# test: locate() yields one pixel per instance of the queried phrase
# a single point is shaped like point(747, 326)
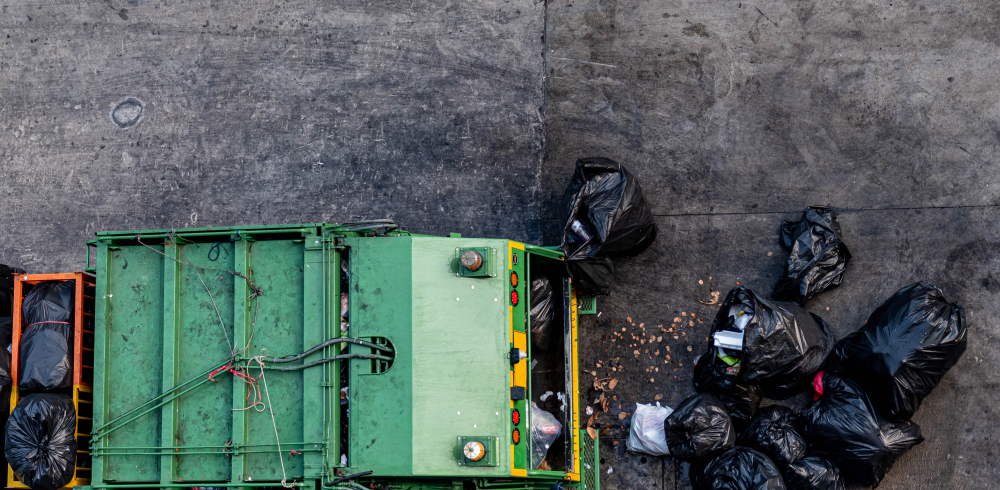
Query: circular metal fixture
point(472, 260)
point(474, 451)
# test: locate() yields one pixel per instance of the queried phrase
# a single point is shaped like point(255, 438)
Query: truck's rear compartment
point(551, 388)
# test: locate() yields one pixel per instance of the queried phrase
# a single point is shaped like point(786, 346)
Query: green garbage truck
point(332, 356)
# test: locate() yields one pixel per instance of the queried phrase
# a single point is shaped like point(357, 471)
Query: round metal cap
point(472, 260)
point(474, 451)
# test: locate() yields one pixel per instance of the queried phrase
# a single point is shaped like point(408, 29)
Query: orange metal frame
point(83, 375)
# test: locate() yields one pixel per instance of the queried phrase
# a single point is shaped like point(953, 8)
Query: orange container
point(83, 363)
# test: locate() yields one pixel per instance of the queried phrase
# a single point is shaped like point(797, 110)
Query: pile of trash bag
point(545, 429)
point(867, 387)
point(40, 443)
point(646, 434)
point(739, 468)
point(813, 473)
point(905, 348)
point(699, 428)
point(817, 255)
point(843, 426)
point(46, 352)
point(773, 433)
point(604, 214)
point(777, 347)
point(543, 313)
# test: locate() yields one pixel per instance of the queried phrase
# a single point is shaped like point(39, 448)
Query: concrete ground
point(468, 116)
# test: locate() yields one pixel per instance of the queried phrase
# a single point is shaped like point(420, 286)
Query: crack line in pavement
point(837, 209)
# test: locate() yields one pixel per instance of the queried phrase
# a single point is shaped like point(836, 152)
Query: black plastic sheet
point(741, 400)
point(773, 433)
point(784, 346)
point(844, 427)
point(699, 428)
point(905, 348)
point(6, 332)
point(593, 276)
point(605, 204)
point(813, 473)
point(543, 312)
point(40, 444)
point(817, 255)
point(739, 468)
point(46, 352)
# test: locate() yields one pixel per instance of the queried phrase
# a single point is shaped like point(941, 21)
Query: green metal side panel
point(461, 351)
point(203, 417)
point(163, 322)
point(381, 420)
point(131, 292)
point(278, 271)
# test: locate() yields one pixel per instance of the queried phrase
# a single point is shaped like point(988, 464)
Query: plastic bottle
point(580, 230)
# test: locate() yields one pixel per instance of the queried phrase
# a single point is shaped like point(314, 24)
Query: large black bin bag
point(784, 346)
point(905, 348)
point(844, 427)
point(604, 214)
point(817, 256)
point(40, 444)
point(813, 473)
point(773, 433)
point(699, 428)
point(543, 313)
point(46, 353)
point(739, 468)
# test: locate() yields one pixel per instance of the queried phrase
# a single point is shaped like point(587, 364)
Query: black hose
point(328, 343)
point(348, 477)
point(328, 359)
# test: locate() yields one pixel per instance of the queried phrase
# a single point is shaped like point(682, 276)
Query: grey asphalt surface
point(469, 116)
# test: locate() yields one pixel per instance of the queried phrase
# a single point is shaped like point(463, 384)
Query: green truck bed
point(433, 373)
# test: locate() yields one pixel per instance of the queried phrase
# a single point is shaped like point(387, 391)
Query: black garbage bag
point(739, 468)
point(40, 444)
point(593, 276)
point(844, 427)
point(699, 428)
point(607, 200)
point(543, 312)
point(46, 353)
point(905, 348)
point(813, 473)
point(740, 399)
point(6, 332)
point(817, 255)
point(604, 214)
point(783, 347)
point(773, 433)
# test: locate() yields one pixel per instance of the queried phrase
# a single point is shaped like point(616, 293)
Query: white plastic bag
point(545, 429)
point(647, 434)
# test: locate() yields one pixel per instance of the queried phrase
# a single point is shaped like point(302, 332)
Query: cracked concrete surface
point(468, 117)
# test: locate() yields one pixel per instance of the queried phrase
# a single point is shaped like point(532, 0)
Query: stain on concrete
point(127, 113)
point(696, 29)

++++++++++

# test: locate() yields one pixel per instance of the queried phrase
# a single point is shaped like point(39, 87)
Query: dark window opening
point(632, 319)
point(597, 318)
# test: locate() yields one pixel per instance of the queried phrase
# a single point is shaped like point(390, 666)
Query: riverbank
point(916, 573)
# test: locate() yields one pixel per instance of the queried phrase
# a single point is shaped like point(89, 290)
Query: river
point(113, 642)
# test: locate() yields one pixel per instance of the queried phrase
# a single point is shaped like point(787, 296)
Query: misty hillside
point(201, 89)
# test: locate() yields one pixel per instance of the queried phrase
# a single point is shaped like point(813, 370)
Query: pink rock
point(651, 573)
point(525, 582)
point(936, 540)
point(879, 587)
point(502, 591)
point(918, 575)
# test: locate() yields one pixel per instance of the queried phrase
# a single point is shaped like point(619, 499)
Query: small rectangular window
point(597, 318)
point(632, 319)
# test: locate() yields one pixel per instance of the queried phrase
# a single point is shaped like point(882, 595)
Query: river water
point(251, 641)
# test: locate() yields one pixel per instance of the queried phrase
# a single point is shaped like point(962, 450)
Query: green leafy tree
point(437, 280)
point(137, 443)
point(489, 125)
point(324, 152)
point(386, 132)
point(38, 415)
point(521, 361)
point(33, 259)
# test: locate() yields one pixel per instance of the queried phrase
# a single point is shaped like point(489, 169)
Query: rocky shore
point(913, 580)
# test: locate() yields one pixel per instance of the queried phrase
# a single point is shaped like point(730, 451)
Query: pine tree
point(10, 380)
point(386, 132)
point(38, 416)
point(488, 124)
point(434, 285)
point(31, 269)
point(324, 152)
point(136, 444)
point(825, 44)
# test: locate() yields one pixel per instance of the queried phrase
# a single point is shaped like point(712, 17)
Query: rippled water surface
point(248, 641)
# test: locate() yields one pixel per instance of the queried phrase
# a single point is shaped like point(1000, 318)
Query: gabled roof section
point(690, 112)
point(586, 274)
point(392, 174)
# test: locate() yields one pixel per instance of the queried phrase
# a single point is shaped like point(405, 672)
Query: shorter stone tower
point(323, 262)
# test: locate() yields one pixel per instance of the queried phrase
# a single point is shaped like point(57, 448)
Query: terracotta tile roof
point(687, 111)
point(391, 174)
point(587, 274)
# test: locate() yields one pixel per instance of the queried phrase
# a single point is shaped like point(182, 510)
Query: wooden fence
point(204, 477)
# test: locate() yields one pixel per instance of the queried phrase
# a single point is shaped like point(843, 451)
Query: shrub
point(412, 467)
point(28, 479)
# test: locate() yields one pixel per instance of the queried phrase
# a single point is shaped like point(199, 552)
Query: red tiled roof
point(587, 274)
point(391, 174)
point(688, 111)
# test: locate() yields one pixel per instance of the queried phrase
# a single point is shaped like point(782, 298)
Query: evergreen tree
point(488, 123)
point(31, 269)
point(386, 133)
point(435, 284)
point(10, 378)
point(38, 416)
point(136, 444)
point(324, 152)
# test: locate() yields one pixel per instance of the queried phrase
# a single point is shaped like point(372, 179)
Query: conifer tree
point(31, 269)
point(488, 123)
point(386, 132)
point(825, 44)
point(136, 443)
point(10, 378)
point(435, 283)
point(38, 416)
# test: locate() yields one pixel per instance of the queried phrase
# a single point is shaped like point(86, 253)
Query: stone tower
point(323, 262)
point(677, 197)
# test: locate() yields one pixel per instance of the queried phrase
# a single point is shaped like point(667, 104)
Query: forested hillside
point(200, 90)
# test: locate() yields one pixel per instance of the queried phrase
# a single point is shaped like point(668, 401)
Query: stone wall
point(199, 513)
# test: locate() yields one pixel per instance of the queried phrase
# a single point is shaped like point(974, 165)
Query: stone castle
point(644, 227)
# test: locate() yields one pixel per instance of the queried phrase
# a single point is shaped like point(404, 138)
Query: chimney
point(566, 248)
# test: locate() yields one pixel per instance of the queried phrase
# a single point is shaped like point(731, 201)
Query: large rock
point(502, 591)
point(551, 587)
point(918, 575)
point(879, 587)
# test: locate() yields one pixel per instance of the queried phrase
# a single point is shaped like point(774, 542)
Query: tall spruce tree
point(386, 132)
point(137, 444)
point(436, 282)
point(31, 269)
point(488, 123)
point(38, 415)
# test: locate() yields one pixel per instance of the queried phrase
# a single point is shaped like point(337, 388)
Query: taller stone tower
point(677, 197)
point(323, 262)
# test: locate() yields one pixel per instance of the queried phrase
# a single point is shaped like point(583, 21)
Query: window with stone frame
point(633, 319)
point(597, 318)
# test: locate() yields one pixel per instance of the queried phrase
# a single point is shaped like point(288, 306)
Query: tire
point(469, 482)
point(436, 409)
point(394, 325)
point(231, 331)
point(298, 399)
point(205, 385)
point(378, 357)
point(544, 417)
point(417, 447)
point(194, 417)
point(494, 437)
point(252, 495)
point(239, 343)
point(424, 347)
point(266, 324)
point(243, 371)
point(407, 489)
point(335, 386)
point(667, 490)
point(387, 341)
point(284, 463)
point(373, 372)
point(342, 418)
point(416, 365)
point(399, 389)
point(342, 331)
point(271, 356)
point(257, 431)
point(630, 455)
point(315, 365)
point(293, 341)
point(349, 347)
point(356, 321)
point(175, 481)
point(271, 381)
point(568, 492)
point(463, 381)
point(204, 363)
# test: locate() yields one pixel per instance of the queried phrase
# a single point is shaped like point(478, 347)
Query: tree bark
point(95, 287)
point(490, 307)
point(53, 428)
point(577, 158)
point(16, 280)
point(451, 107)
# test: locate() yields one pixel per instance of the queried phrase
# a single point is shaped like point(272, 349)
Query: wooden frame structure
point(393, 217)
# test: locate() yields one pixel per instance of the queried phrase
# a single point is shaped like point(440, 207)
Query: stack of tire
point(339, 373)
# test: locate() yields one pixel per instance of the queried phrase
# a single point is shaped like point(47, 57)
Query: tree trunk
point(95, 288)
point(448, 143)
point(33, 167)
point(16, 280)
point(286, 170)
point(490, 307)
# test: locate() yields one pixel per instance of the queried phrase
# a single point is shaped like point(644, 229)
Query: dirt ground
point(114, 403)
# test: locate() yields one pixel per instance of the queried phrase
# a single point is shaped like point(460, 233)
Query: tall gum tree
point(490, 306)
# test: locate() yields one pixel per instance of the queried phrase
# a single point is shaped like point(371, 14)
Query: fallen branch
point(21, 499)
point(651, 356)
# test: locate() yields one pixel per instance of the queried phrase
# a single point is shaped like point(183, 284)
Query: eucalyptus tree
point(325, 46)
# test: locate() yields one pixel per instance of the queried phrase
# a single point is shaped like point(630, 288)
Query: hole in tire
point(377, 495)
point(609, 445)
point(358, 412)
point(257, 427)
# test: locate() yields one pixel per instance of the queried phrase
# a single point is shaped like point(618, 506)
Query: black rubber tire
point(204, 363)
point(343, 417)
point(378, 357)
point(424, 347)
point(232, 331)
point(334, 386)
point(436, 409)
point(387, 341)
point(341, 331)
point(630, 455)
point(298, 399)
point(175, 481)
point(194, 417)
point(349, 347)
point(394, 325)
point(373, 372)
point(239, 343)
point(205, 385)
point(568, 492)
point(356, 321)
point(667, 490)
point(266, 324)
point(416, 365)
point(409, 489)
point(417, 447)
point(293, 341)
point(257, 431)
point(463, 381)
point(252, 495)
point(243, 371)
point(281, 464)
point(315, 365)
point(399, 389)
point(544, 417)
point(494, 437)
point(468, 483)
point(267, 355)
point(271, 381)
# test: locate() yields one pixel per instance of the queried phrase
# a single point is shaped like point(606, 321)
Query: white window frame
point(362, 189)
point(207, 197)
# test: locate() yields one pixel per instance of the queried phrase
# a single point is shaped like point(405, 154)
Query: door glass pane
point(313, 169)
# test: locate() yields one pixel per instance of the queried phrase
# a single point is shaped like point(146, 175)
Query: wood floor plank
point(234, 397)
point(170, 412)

++++++++++

Please reproduce exactly the lines in the listing above from the one containing "Query: concrete ground" through the one containing "# a single point is shaped like point(836, 152)", both included, and nothing more.

Query: concrete ground
point(468, 116)
# test: locate() yields one pixel per instance of the queried phrase
# a single point is shaped like point(420, 286)
Query: crack line in pavement
point(837, 209)
# test: locate() yields one pixel per instance of the queried phrase
# a single point is shaped like point(836, 152)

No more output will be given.